▶ **What the task requires**
Format as a numbered list the lines of the data from the line that contains "Each instance of the truck tail light" through the last line of the data, omitting any blank lines.

Excerpts from a point labeling dataset
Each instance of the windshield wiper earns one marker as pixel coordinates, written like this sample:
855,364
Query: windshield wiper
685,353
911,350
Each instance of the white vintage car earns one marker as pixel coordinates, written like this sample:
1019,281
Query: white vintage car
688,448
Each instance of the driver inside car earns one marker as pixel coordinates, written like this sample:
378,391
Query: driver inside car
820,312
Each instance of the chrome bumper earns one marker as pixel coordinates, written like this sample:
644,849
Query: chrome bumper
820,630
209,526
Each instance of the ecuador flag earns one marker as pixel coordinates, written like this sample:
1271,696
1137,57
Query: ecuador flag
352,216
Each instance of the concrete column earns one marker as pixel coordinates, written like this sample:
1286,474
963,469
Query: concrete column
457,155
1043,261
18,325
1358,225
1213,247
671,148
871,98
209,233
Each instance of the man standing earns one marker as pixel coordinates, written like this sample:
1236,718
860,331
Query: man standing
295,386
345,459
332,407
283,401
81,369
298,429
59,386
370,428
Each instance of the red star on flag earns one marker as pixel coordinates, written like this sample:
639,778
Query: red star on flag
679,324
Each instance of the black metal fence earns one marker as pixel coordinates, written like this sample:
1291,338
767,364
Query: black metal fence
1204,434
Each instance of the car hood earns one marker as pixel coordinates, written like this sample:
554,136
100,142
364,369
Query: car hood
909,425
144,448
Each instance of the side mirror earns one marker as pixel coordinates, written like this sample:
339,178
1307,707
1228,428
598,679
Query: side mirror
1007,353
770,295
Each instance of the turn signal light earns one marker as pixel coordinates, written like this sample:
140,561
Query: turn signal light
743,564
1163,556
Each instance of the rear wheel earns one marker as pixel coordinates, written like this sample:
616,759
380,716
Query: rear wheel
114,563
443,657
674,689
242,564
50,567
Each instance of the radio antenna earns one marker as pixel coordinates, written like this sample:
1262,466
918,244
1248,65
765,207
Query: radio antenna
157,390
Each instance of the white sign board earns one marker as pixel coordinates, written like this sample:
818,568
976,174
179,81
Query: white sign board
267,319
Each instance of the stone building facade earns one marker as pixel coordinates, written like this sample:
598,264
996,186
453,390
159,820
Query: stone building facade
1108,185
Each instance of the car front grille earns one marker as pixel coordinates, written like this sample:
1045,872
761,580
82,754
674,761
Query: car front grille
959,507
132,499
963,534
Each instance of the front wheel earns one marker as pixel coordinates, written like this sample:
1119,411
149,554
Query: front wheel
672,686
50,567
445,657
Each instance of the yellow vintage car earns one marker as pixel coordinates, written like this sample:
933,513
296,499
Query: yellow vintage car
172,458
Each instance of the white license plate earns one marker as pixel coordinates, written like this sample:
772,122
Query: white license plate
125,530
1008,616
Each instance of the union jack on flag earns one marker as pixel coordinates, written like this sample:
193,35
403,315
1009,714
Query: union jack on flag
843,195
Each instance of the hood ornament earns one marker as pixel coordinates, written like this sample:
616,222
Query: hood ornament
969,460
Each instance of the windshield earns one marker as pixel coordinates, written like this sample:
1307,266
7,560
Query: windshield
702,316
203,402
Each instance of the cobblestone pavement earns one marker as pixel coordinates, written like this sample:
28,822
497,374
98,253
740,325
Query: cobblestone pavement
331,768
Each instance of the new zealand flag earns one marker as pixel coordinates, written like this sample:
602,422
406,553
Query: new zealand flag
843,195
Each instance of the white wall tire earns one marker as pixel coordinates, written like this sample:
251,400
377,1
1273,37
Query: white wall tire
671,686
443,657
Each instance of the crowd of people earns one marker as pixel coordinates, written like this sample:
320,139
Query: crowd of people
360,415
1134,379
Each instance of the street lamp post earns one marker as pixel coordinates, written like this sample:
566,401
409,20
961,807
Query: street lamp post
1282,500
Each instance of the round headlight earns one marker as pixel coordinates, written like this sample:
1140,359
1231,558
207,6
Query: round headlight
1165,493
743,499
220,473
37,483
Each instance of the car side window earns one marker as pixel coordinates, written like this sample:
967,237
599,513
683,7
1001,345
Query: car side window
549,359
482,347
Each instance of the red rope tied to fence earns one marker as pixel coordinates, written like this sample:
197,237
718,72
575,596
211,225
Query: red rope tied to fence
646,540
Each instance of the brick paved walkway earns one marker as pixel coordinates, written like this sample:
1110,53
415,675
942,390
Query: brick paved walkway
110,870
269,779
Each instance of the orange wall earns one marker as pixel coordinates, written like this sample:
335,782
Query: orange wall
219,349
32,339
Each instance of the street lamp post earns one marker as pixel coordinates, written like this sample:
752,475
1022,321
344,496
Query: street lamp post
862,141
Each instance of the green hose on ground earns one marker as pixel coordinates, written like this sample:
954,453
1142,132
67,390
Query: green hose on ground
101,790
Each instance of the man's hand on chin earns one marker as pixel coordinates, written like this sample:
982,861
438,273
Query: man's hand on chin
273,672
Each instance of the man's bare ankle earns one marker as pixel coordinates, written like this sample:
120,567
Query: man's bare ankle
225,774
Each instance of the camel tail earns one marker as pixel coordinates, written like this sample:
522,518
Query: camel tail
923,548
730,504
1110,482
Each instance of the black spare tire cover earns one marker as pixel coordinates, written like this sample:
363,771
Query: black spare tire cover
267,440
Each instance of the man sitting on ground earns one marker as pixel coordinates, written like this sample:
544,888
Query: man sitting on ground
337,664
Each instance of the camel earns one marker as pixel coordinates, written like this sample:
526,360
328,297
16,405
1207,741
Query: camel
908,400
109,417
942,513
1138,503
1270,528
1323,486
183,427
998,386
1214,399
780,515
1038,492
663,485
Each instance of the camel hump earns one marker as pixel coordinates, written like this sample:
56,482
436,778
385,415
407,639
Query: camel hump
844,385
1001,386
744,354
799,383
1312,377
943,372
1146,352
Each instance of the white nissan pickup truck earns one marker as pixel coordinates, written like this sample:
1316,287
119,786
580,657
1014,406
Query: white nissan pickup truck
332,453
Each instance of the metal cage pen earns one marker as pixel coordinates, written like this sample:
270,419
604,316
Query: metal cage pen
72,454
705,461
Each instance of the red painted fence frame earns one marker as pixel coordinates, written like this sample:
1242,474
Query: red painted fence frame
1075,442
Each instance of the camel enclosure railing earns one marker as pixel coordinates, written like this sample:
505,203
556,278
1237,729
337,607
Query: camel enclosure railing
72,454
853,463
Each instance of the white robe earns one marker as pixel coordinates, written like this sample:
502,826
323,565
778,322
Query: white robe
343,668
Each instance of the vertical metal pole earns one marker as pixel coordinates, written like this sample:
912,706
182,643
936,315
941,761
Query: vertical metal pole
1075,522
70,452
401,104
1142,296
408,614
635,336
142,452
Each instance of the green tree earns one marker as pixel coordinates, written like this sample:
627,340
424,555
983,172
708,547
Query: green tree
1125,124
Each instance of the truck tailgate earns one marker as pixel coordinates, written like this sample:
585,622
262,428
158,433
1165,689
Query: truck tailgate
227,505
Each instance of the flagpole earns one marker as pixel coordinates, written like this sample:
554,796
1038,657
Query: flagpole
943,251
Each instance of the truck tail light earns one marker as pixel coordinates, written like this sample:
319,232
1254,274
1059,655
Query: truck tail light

▶ **Response to this exercise**
1. Each instance of the truck tail light earns one marker as pixel coordinates, written like this sample:
2. 319,232
3. 1254,274
4. 1059,655
5. Query: truck tail light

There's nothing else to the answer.